══ Record extracts ══

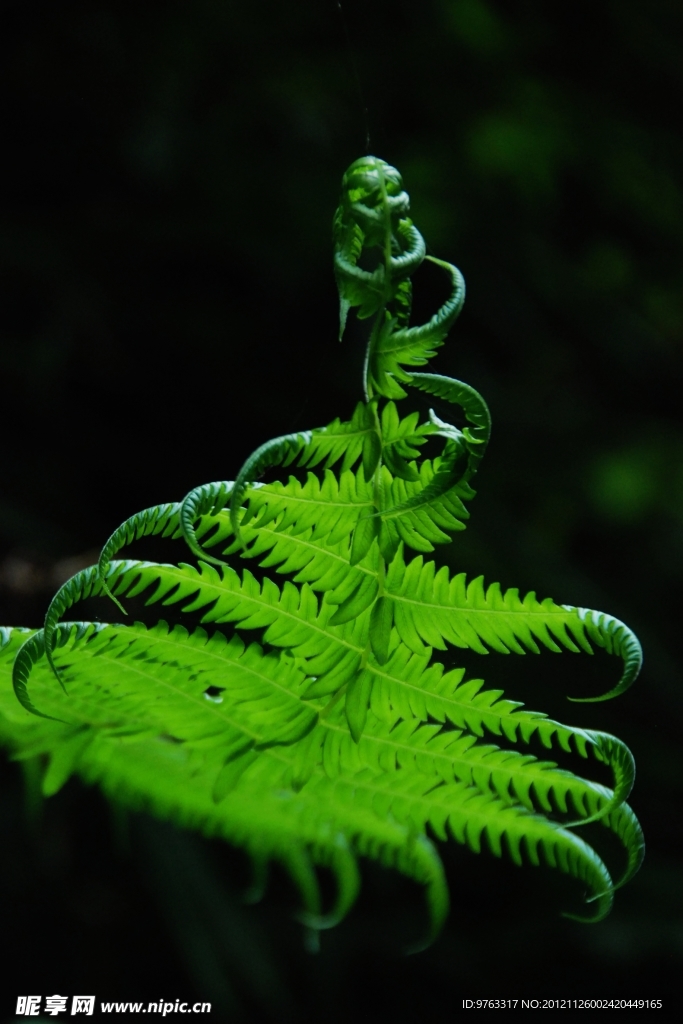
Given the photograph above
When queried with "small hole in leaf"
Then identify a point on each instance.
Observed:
(213, 693)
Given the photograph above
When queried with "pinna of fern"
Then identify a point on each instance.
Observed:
(315, 715)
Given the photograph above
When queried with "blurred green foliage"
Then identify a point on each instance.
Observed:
(165, 259)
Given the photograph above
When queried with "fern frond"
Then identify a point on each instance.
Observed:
(430, 607)
(159, 520)
(279, 452)
(413, 346)
(336, 733)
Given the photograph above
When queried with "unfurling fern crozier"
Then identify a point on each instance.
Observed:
(311, 718)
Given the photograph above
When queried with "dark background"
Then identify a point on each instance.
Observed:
(167, 304)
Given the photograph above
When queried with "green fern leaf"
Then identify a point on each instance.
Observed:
(308, 718)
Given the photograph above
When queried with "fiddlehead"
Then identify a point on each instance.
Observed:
(338, 732)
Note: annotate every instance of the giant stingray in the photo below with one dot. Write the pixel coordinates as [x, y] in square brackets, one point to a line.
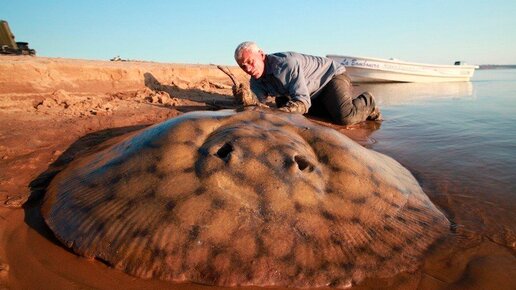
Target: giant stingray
[250, 198]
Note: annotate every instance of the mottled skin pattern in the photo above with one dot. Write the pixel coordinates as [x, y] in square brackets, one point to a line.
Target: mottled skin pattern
[250, 198]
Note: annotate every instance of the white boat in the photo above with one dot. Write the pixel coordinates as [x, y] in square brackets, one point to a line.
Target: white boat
[374, 70]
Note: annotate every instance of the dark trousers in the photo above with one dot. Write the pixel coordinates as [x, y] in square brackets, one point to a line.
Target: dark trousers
[336, 100]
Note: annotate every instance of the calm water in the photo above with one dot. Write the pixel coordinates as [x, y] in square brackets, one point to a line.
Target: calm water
[459, 140]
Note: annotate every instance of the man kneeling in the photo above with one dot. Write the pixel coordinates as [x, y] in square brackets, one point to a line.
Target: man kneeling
[304, 84]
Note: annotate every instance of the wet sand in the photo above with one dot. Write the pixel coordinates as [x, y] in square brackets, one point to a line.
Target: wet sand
[55, 109]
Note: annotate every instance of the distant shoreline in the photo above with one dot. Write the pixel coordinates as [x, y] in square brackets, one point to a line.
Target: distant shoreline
[497, 66]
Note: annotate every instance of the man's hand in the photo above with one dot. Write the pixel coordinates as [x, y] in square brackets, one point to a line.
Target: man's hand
[294, 106]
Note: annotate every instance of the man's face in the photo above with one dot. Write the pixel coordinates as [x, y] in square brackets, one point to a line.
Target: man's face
[252, 62]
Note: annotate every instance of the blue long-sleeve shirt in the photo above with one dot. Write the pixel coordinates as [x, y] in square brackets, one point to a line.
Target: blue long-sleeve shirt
[296, 75]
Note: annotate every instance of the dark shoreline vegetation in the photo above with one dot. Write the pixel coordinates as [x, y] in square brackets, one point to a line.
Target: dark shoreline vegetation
[497, 66]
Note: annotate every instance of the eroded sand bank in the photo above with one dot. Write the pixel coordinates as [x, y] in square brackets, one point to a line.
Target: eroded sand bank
[54, 109]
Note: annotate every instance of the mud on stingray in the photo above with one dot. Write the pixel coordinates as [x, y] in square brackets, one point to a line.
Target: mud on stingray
[250, 198]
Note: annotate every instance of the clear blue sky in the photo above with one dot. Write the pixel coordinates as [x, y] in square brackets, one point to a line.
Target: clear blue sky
[195, 31]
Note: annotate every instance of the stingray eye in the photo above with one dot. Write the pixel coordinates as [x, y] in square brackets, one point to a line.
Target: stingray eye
[303, 163]
[224, 151]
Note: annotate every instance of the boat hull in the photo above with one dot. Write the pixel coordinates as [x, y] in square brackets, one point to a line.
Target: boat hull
[373, 70]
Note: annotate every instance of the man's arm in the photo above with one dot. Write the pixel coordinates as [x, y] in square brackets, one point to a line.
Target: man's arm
[295, 82]
[258, 91]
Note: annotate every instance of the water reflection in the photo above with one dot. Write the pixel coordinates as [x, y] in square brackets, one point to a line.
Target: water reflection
[402, 93]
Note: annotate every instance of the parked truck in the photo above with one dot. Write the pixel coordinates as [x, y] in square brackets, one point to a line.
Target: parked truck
[9, 46]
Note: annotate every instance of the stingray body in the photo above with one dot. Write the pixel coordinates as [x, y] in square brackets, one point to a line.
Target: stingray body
[249, 198]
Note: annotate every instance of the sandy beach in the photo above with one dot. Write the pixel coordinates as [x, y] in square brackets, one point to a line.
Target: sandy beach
[52, 110]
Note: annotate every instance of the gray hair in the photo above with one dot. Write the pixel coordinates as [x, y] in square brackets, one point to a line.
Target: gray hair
[247, 45]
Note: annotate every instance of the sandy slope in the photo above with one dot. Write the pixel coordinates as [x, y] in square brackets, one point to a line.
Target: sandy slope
[54, 109]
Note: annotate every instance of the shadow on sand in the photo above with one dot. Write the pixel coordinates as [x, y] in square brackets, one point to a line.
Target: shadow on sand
[211, 100]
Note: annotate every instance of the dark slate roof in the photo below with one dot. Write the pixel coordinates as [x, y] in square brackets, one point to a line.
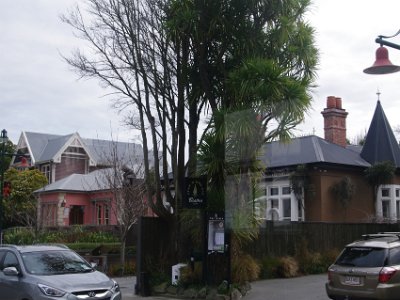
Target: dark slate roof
[380, 143]
[310, 149]
[44, 147]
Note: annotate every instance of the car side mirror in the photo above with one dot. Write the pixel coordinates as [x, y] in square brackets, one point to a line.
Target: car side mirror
[11, 271]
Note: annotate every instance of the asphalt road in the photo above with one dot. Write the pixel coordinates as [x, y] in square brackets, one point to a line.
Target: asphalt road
[310, 287]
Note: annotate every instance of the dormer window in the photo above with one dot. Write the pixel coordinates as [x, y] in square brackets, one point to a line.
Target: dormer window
[75, 150]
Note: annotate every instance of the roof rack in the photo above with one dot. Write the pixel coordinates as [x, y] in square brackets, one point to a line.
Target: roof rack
[381, 235]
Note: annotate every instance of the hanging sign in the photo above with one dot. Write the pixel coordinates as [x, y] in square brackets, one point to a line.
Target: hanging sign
[195, 192]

═══

Arrange the lines of the items starting at the line that contains "Note: annotate every instance of the hanging" and ending at the end of the items as a JSON list of strings, one string per line, with blank lines left out.

Response to the task:
[
  "Note: annotate every instance of the hanging sign in the photo above with one dot. Write the pixel coordinates as [x, y] in square brackets, one point to a line.",
  "Target: hanging sign",
  "[195, 192]"
]